• **Text under study**
######
Albert Starr (born June 1, 1926, in New York, New York) is an American cardiovascular surgeon, inventor of the Starr heart valve. Starr resides and practices in the Portland, Oregon area and is special adviser to OHSU Dean of Medicine Mark Richardson and OHSU President Joseph Robertson (OHSU) at Oregon Health and Science University. 

He received his B.A. degree from Columbia College (now Columbia University) in 1946 and his M.D. degree from Columbia College of Physicians and Surgeons in 1949. He then went on to do his internship at Johns Hopkins Hospital and his residency in general and thoracic surgery at the Bellevue and Presbyterian Hospitals of Columbia University. He was an assistant in surgeon at Columbia University until 1957, when he moved to Oregon—having been enticed, in part, by the Oregon Heart Association's promises to help fund his research and to take him salmon fishing. There he worked for the Crippled Children's Division at the University of Oregon Medical School (now the Oregon Health and Science University). Starr was an instructor in surgery when he met Lowell Edwards in September 1958. Starr has said of this meeting, "He was in his 60s and I was in my 30s, but there was no generation gap between us."

Starr helped invent the world's first durable artificial mitral valve and is credited with being a co-inventor of the world's first artificial heart valve in 1960.
######
• **Information shown**
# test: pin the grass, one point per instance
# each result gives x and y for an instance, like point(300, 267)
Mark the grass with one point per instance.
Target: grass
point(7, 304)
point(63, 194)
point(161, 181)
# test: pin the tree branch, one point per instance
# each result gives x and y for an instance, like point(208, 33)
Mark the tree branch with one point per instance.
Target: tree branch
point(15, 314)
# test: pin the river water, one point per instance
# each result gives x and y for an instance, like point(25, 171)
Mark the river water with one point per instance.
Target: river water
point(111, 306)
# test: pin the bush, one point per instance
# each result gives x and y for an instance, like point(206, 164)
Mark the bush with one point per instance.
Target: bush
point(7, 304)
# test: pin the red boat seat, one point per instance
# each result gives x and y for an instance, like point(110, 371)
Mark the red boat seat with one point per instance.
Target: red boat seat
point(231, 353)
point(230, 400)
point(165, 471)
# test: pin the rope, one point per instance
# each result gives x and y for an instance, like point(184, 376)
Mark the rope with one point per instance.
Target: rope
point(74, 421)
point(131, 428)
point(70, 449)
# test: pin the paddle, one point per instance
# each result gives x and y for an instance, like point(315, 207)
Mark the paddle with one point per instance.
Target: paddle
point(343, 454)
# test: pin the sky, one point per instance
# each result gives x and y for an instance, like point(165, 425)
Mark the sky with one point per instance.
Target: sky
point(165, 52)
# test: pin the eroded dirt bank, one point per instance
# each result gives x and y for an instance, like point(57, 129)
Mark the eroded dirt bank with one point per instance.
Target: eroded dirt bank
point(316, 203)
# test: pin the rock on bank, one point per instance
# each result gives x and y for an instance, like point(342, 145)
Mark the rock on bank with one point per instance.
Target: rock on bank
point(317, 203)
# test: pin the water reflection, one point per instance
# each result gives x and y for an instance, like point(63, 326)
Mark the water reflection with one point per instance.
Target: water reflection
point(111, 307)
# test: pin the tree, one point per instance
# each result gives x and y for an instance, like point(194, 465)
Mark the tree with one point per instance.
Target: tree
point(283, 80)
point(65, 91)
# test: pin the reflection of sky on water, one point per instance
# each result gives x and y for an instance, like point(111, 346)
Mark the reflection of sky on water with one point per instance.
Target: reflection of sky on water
######
• **Activities**
1. Say whether each statement agrees with the Starr biography, answering yes or no and quoting the deciding words: (a) Starr was born in New York. (b) Starr earned his M.D. at Johns Hopkins. (c) Starr met Lowell Edwards in September 1958.
2. According to the Starr biography, in what year did Starr move to Oregon?
3. Reproduce the Starr biography starting with "Starr helped invent" and going on through "valve in 1960.", renaming "Starr" as "Dr. Starr".
The records were taken from a separate source.

• **Exercise answers**
1.
(a) Yes: "born June 1, 1926, in New York, New York"
(b) No: "his M.D. degree from Columbia College of Physicians and Surgeons in 1949"
(c) Yes: "Starr was an instructor in surgery when he met Lowell Edwards in September 1958"

2. 1957

3.
Dr. Starr helped invent the world's first durable artificial mitral valve and is credited with being a co-inventor of the world's first artificial heart valve in 1960.